Awesome

XOR QA: Cross-lingual Open-Retrieve Question Answering

Introduction

XOR-TyDi QA brings together for the first time information-seeking questions, open-retrieval QA, and multilingual QA to create a multilingual open-retrieval QA dataset that enables cross-lingual answer retrieval. It consists of questions written by information-seeking native speakers in 7 typologically diverse languages and answer annotations that are retrieved from multilingual document collections.

The Tasks

There are three sub-tasks: XOR-Retrieve, XOR-EnglishSpan, and XOR-Full.

task_overview

XOR-Retrieve

XOR-Retrieve is a cross-lingual retrieval task where a question is written in the target language (e.g., Japanese) and a system is required to retrieve English document that answers the question.

XOR-EnglishSpan

XOR-English Span is a cross-lingual retrieval task where a question is written in the target language (e.g., Japanese) and a system is required to output a short answer in English.

XOR-Full

XOR-Full is a cross-lingual retrieval task where a question is written in the target language (e.g., Japanese) and a system is required to output a short answer in the target language.

Download the Dataset

You can download the data at the following URLs.

The datasets below include question and short answer information only. If you need the long answer information for supervised training of retrievers or reader, please download the GoldParagraph data.

We also ask you to use Wikipedia 2019-0201 dump, which can be downloaded the link from TyDiQA's source data list for the 7 languages + English.

Note (April 12, 2021): Please note that we modified the XOR-TyDi QA data, and released a new version as XOR-TyDi (v1.1). All of the data you can download are from here is v1.1 and the leaderboard results are based on v1.1.

Data for XOR tasks

For XOR-Retrieve and XOR-English Span:

For XOR-Full:

Additional resources

Gold Paragraph Data

Gold Paragraph data (similar to TyDi GP): The gold paragraph data includes annotated passage answers (gold paragraph) and short answers in the same format as SQuAD. As in TyDi QA Gold Passage Task, you can directly recycle your SQuAD QA codes.
Reading Comprehension data with no answer and yes/no: With a slightly different from the original SQuAD format, the data includes all "long answer only" & "yes-no" questions, as in NQ and TyDi QA full task.

Question translation data

We also make the human annotated 30k question translation data publicly available. As the translation data is only used for annotation and we do not expect use this oracle translation, we release the translation for train data only.

The translation data for each language pair (English-{Arabic, Bengali, Finnish, Japanese, Korean, Russian, Telugu}) is represented as a pair of text file, in which each line include one sentence corresponding to the translated English question, following common MT corpora.

The list of the links to parallel corpora (L_i-to-English) is below:

Building a baseline system

Our baseline includes: Dense Passage Retriever (Karpukhin et al., 2020), Path Retriever (Asai et al., 2020), BM25 (implementations are based on ElasticSearch)+multilingual QA models.

Please see baselines/README.md for more information.
########################################
Set problem 1: Locate every line in the entries below that contains the string "tank", matching case exactly, and copy each such line.
########################################
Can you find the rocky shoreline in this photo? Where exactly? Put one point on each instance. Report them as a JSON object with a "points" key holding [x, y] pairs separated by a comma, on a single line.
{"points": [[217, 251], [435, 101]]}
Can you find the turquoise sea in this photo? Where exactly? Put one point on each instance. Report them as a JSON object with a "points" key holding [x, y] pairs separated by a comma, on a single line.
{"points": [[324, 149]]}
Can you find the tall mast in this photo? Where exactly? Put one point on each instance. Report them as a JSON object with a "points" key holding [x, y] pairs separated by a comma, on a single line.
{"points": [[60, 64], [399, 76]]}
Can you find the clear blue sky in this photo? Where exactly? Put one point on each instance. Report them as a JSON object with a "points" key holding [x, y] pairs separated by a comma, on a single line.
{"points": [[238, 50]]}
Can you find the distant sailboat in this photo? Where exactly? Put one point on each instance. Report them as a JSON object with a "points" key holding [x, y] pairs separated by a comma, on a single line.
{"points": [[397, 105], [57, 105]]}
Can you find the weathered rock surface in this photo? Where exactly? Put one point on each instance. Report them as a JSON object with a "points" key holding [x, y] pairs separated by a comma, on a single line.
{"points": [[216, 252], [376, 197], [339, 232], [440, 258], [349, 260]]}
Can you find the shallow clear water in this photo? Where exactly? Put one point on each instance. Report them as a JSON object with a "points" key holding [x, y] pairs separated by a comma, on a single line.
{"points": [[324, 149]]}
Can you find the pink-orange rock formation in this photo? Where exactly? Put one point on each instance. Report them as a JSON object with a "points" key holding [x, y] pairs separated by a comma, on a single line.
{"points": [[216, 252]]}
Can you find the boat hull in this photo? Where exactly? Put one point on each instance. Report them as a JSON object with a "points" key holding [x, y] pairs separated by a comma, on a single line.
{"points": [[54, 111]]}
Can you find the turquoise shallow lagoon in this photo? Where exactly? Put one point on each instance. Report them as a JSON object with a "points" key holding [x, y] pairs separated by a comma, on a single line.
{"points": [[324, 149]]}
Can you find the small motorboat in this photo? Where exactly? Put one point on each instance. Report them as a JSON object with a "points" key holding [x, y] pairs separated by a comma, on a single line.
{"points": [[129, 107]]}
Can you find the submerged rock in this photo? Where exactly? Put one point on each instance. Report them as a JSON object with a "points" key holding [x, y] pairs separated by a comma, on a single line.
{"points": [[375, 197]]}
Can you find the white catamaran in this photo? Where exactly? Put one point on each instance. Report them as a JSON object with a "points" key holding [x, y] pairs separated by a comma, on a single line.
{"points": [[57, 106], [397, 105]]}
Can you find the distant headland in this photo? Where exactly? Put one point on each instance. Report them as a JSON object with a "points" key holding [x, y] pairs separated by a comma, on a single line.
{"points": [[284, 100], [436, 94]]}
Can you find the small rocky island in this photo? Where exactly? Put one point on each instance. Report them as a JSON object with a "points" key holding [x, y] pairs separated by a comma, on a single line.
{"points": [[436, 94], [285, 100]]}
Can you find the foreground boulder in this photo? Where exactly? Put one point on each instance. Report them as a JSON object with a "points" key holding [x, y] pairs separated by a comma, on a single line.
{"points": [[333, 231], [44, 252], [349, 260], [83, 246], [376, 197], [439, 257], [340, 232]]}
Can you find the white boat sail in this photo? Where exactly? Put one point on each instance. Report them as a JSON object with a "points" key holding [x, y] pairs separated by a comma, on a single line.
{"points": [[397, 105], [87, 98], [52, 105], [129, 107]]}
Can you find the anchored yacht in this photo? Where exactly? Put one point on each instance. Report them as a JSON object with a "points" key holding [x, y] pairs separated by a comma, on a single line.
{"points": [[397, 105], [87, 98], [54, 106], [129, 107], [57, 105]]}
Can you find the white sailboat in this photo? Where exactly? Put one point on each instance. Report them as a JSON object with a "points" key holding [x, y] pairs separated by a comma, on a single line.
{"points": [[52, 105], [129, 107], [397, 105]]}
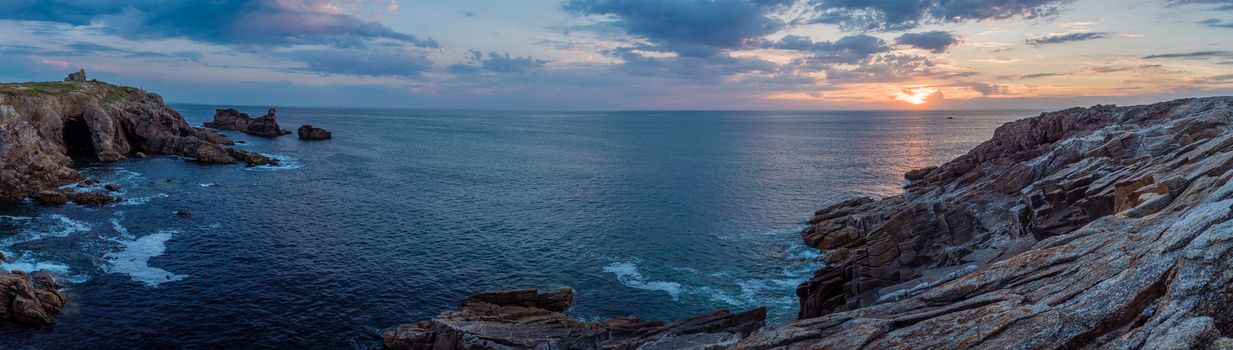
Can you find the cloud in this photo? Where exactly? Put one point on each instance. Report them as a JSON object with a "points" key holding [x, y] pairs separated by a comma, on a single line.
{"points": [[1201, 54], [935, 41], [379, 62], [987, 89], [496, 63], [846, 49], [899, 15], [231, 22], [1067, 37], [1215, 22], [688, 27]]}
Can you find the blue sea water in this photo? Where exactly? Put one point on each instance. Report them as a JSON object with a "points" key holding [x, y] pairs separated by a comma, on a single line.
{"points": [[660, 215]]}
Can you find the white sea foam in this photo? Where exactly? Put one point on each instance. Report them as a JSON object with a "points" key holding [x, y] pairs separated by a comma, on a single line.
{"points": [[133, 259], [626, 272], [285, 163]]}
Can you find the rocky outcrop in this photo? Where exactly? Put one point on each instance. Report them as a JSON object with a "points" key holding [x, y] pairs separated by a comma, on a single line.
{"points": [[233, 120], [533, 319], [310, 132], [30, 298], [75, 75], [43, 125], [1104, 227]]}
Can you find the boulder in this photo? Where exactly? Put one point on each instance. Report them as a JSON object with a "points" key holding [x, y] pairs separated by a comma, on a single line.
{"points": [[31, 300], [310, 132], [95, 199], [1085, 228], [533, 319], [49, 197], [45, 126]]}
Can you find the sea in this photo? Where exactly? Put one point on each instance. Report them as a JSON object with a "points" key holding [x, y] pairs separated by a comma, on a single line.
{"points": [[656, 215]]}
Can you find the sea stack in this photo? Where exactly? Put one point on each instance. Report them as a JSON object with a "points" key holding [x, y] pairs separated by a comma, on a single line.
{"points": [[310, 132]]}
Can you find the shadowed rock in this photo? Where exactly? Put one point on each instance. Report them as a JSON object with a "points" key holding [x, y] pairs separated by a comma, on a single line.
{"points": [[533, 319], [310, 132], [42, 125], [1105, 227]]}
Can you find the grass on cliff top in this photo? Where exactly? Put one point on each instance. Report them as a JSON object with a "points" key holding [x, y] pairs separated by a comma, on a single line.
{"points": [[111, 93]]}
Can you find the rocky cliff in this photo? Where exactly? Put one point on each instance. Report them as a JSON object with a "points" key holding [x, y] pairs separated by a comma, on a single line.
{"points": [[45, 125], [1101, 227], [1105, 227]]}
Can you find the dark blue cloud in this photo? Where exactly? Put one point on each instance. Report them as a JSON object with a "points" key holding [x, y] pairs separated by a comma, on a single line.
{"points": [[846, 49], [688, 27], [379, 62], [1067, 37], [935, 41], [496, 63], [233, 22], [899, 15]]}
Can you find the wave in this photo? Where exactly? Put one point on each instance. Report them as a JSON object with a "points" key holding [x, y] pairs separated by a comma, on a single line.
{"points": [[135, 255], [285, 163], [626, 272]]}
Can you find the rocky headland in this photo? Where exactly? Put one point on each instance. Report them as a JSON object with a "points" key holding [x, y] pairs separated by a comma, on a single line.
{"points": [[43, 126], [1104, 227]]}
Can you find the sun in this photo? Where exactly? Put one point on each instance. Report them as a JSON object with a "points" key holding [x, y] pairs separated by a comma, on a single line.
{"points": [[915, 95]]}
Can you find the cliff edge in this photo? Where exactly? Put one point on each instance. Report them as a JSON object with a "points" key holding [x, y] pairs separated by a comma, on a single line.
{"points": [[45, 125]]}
########################################
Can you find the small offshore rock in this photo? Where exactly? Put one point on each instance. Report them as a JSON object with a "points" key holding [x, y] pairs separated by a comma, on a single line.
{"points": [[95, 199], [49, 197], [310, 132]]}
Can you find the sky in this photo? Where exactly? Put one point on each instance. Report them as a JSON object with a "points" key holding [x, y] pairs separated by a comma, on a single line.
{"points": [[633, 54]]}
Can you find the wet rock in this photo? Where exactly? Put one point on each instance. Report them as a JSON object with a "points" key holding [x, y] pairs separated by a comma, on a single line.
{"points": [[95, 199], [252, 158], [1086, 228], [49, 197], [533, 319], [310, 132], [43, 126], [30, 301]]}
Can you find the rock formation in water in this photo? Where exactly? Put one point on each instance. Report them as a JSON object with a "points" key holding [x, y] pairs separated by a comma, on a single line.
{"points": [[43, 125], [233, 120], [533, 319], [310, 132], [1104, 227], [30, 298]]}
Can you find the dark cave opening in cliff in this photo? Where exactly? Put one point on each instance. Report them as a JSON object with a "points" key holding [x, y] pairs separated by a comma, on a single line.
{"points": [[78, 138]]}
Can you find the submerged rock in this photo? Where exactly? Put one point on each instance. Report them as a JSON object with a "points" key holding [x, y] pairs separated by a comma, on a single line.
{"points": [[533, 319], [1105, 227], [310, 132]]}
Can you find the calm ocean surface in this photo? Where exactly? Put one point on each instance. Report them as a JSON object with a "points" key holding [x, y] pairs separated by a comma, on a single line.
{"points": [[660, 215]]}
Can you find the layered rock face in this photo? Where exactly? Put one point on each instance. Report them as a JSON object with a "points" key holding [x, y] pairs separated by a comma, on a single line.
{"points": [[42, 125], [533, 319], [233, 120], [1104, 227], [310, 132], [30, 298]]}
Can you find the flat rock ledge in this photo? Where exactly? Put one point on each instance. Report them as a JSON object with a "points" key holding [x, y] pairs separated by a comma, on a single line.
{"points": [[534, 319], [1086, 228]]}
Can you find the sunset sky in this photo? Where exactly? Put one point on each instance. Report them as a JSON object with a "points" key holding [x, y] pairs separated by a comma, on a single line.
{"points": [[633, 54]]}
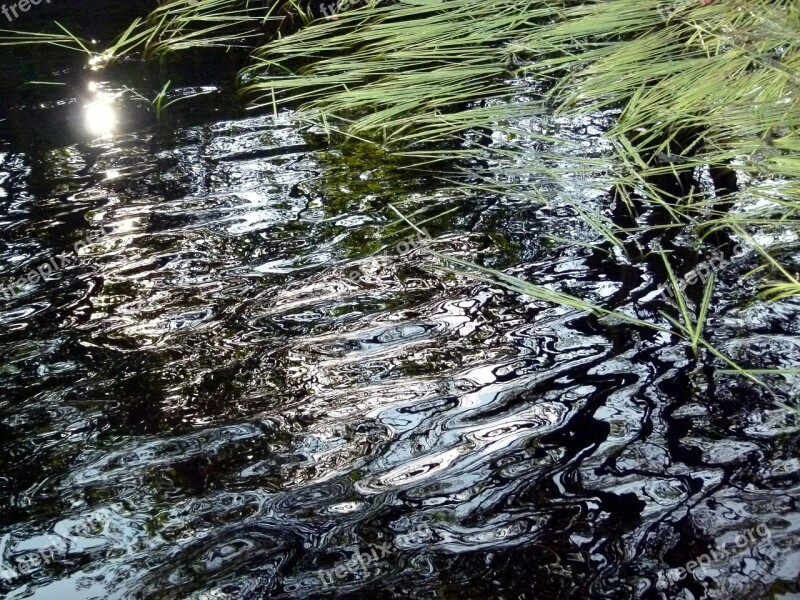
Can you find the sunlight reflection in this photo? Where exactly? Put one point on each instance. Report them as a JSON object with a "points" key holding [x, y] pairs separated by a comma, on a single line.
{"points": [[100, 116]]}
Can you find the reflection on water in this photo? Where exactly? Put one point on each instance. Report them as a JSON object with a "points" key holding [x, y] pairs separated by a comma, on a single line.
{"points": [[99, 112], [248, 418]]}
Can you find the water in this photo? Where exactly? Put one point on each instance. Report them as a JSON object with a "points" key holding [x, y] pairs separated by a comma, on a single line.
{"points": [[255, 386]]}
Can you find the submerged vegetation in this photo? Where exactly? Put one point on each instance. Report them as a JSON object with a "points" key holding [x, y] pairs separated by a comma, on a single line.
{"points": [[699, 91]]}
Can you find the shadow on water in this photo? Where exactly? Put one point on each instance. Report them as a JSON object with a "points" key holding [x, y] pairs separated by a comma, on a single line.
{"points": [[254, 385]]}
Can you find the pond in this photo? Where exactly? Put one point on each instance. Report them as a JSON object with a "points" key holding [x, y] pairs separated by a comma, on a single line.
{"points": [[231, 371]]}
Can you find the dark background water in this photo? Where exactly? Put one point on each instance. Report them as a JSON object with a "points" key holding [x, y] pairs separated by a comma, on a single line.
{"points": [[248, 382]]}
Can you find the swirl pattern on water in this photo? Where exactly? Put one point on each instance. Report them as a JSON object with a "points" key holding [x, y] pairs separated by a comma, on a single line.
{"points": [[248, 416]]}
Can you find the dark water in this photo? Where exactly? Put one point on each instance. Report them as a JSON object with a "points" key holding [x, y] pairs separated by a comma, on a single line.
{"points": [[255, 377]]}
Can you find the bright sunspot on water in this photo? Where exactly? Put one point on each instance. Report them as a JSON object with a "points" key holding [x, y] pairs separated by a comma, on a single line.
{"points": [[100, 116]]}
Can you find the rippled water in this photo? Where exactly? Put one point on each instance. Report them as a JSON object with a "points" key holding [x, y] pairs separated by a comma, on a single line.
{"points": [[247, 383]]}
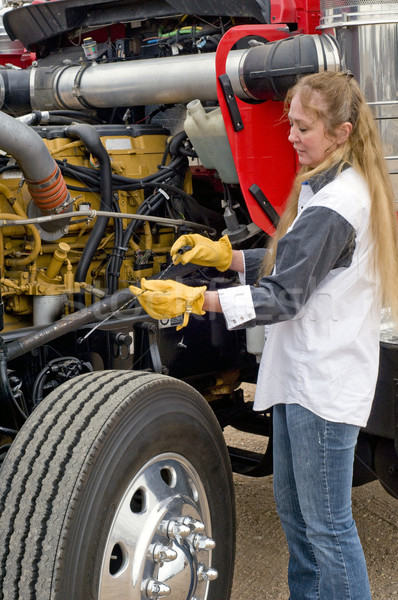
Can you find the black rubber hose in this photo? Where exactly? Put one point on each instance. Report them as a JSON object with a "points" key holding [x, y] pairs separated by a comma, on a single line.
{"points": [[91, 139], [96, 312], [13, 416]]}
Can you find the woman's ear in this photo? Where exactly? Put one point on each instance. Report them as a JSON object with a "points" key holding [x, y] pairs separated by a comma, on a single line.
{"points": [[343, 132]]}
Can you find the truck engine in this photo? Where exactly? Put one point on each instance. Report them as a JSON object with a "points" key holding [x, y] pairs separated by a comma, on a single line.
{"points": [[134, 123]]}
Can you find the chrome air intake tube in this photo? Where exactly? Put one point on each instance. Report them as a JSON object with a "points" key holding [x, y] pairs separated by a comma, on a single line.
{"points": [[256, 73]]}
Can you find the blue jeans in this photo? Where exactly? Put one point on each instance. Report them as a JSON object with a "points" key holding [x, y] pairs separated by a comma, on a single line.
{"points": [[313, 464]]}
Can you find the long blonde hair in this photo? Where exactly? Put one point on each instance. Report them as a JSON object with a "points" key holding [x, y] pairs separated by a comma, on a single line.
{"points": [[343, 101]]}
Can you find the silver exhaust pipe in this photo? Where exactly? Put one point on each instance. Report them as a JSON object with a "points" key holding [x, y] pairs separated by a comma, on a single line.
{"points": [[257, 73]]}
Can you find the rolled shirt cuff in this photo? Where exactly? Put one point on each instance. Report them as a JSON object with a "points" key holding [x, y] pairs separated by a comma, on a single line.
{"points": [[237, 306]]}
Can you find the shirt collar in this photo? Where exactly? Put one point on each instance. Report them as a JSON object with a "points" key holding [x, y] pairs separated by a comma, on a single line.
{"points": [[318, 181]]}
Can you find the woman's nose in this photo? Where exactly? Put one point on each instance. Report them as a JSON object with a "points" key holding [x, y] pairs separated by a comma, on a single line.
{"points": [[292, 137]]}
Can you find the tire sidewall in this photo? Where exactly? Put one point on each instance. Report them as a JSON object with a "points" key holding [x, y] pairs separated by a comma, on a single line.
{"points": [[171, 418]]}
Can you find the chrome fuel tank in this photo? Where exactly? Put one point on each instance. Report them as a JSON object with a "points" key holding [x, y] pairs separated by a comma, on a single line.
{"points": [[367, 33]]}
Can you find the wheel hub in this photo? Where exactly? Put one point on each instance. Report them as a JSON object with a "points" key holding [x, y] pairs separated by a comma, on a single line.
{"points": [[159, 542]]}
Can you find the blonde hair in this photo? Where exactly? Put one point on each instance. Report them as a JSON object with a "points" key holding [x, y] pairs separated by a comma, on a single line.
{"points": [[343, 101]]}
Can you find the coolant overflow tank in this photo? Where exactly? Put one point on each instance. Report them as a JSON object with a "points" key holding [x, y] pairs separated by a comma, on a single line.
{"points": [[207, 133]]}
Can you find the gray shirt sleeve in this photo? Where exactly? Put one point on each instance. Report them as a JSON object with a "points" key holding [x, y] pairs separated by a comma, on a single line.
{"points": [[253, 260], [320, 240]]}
########################################
Set problem 2: According to the XOR QA page, which Wikipedia dump should users work with?

Exercise result 1:
Can you find the chrome fuel tank in this photo? Where exactly? Put one point on each instance. Report them as a JSON object with a "points" key holding [x, y] pairs separated by a comma, on a single line.
Can you find the coolant overflow tank in this photo? Where exactly? Put one point on each instance. Report them as a JSON object with a "points" key holding [x, y] pairs separated by a comma, on a single line.

Exercise result 2: The Wikipedia 2019-0201 dump.